§ **Text passage**
I’m dreaming of the UK these days. My connection is eroding. It’s been over a year since I’ve been in the country I once called “home.” Oof. I step away from my laptop.
Outside on my porch, I race toward the final pages of Kazuo Ishiguro’s Never Let Me Go. Kathy reads in the meadows, talks with Ruth in an old bus shelter while rain falls in sheets. Maybe this is why I feel the tug: more intense, more desperate. I scroll through flights to Heathrow and then close my tab. I want to be safe but I also want to scream.

§ **Exercises to complete**
a) Name every proper noun in the passage about dreaming of the UK, counting each one once.
b) In the passage about dreaming of the UK, how long has it been since the narrator was last in that country?
c) Please pick up the passage about dreaming of the UK right after its final sentence and keep writing it.
The listing after this is separate material with no connection to the passage about dreaming of the UK.

§ **Provided records**
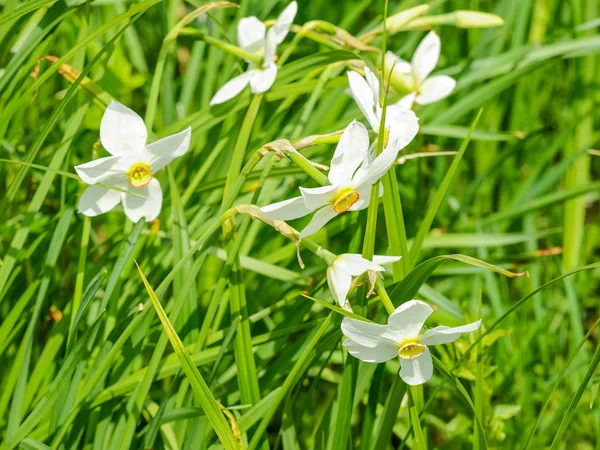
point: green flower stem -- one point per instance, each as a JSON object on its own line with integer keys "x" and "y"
{"x": 195, "y": 34}
{"x": 307, "y": 166}
{"x": 415, "y": 396}
{"x": 383, "y": 296}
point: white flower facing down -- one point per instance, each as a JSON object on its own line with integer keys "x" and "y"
{"x": 254, "y": 38}
{"x": 372, "y": 342}
{"x": 351, "y": 178}
{"x": 415, "y": 75}
{"x": 348, "y": 265}
{"x": 132, "y": 165}
{"x": 401, "y": 124}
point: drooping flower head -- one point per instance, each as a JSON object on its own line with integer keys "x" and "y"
{"x": 351, "y": 178}
{"x": 402, "y": 337}
{"x": 348, "y": 265}
{"x": 414, "y": 76}
{"x": 131, "y": 167}
{"x": 401, "y": 124}
{"x": 254, "y": 38}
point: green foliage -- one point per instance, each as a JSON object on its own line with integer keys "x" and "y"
{"x": 246, "y": 347}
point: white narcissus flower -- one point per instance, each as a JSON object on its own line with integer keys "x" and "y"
{"x": 372, "y": 342}
{"x": 133, "y": 164}
{"x": 415, "y": 75}
{"x": 401, "y": 124}
{"x": 348, "y": 265}
{"x": 351, "y": 178}
{"x": 254, "y": 38}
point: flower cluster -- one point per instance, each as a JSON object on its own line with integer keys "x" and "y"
{"x": 128, "y": 177}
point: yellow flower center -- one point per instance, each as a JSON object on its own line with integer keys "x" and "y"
{"x": 139, "y": 175}
{"x": 410, "y": 348}
{"x": 344, "y": 199}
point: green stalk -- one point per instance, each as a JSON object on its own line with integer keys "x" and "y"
{"x": 247, "y": 376}
{"x": 229, "y": 48}
{"x": 83, "y": 255}
{"x": 425, "y": 226}
{"x": 568, "y": 416}
{"x": 203, "y": 393}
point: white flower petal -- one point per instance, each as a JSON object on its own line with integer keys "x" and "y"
{"x": 418, "y": 370}
{"x": 435, "y": 88}
{"x": 382, "y": 259}
{"x": 426, "y": 57}
{"x": 318, "y": 221}
{"x": 403, "y": 125}
{"x": 443, "y": 335}
{"x": 355, "y": 265}
{"x": 287, "y": 210}
{"x": 101, "y": 169}
{"x": 369, "y": 335}
{"x": 317, "y": 197}
{"x": 270, "y": 49}
{"x": 380, "y": 353}
{"x": 373, "y": 83}
{"x": 251, "y": 34}
{"x": 122, "y": 130}
{"x": 147, "y": 206}
{"x": 408, "y": 319}
{"x": 351, "y": 151}
{"x": 339, "y": 283}
{"x": 371, "y": 173}
{"x": 262, "y": 80}
{"x": 284, "y": 22}
{"x": 232, "y": 88}
{"x": 165, "y": 150}
{"x": 97, "y": 200}
{"x": 407, "y": 101}
{"x": 363, "y": 96}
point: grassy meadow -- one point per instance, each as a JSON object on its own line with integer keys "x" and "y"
{"x": 213, "y": 325}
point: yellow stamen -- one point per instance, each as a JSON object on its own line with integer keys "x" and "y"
{"x": 139, "y": 175}
{"x": 344, "y": 200}
{"x": 410, "y": 348}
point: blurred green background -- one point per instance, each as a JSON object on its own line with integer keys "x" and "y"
{"x": 525, "y": 197}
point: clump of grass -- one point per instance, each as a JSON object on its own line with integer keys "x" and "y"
{"x": 226, "y": 334}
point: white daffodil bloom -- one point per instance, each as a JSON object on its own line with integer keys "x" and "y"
{"x": 372, "y": 342}
{"x": 401, "y": 124}
{"x": 254, "y": 38}
{"x": 415, "y": 75}
{"x": 351, "y": 178}
{"x": 132, "y": 165}
{"x": 348, "y": 265}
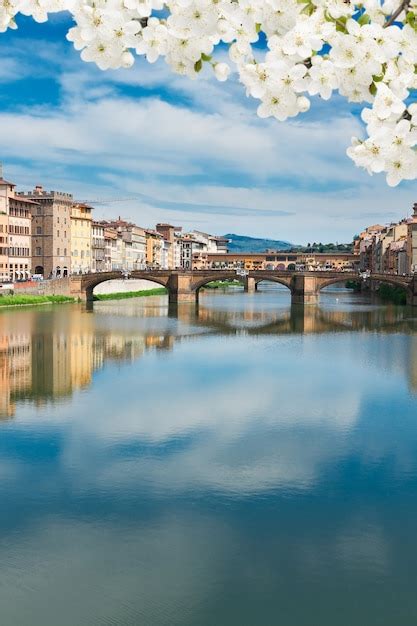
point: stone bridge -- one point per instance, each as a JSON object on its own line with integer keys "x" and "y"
{"x": 183, "y": 285}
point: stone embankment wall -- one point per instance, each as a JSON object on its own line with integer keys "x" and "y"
{"x": 123, "y": 286}
{"x": 56, "y": 287}
{"x": 62, "y": 287}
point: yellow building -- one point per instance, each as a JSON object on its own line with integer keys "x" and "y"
{"x": 154, "y": 243}
{"x": 81, "y": 238}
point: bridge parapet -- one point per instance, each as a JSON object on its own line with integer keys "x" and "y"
{"x": 183, "y": 285}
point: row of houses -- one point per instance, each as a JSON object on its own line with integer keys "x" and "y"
{"x": 48, "y": 233}
{"x": 389, "y": 249}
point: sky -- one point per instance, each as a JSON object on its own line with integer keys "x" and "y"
{"x": 152, "y": 146}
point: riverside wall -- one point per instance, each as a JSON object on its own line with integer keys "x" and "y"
{"x": 62, "y": 287}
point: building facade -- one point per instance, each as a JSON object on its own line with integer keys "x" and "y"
{"x": 15, "y": 234}
{"x": 81, "y": 238}
{"x": 97, "y": 247}
{"x": 154, "y": 243}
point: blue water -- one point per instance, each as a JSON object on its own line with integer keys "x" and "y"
{"x": 243, "y": 463}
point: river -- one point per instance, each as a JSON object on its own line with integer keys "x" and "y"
{"x": 243, "y": 463}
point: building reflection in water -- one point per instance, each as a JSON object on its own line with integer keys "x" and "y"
{"x": 47, "y": 355}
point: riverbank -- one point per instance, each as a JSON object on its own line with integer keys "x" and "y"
{"x": 122, "y": 295}
{"x": 392, "y": 293}
{"x": 6, "y": 301}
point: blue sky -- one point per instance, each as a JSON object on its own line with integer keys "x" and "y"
{"x": 165, "y": 148}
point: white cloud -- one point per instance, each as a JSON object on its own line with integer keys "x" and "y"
{"x": 203, "y": 146}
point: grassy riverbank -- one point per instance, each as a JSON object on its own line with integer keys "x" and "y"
{"x": 218, "y": 284}
{"x": 33, "y": 300}
{"x": 122, "y": 295}
{"x": 392, "y": 293}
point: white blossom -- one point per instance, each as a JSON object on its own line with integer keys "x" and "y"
{"x": 282, "y": 50}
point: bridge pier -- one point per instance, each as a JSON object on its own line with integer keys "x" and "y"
{"x": 180, "y": 289}
{"x": 304, "y": 290}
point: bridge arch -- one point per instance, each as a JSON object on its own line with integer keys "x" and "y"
{"x": 393, "y": 279}
{"x": 90, "y": 282}
{"x": 285, "y": 282}
{"x": 216, "y": 276}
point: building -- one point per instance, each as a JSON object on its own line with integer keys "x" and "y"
{"x": 132, "y": 245}
{"x": 154, "y": 243}
{"x": 339, "y": 261}
{"x": 15, "y": 234}
{"x": 97, "y": 247}
{"x": 51, "y": 231}
{"x": 412, "y": 242}
{"x": 81, "y": 238}
{"x": 112, "y": 260}
{"x": 168, "y": 248}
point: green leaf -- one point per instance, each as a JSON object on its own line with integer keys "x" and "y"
{"x": 364, "y": 19}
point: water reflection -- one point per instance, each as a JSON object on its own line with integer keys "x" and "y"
{"x": 48, "y": 355}
{"x": 244, "y": 462}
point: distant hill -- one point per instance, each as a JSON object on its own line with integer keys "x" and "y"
{"x": 241, "y": 243}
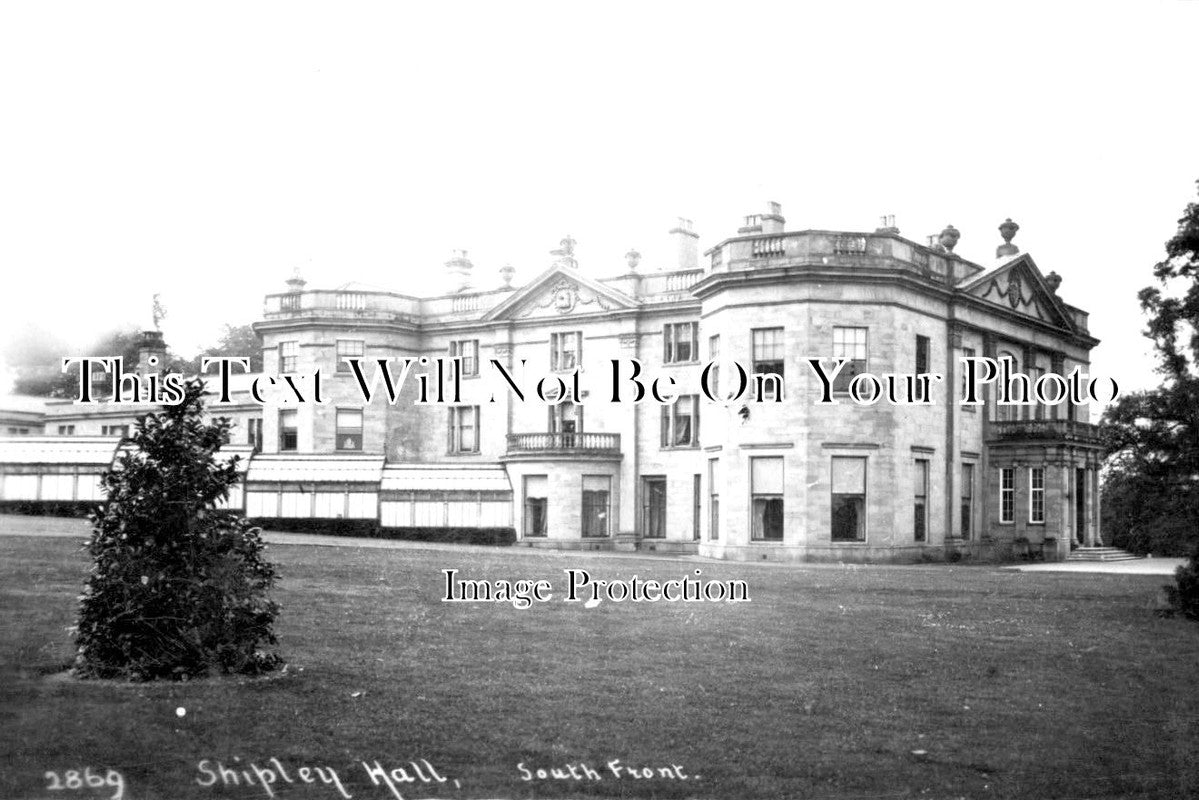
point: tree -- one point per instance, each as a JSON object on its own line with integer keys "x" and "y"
{"x": 1151, "y": 493}
{"x": 178, "y": 588}
{"x": 238, "y": 341}
{"x": 38, "y": 360}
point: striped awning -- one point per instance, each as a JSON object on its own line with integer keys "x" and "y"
{"x": 83, "y": 451}
{"x": 445, "y": 477}
{"x": 290, "y": 468}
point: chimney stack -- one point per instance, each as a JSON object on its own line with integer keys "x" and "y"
{"x": 772, "y": 221}
{"x": 296, "y": 283}
{"x": 458, "y": 270}
{"x": 686, "y": 245}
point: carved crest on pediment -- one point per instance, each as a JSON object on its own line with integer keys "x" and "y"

§ **Exercise responses**
a) UK, Kazuo Ishiguro, Never Let Me Go, Kathy, Ruth, Heathrow

b) Over a year.

c)
I ask my friend, half vaccinated, where do you need to go? when it’s okay again? I think about need: why I feel the need to be somewhere instead of a need to not be here. I don’t want to go anywhere. I need to tsk tsk the shoddy plastic-wrapped produce in Tesco. I need to try on every piece of clothing in Sarabeth’s wardrobe before we go out. I need to squint at the rainbow intersections on the map of the tube. I need a Sunday roast on Gravenhurst Road, complete with a Sue signature dessert. I need to argue over high stakes answers in a pub quiz. I need Putney pies. I need to look right left right when I cross the street. I need Michelle’s floor, where she spoon feeds me some chocolate peanut butter delicious gooey decadence as we listen to Lana del Rey and remember when we were younger.
These photos are England on her best behavior. Beating sunshine, languid afternoons woozy on bubbly wine. Walks punctured with pints. London, the farm, the lakes. Indie’s indifference. I wish I was there.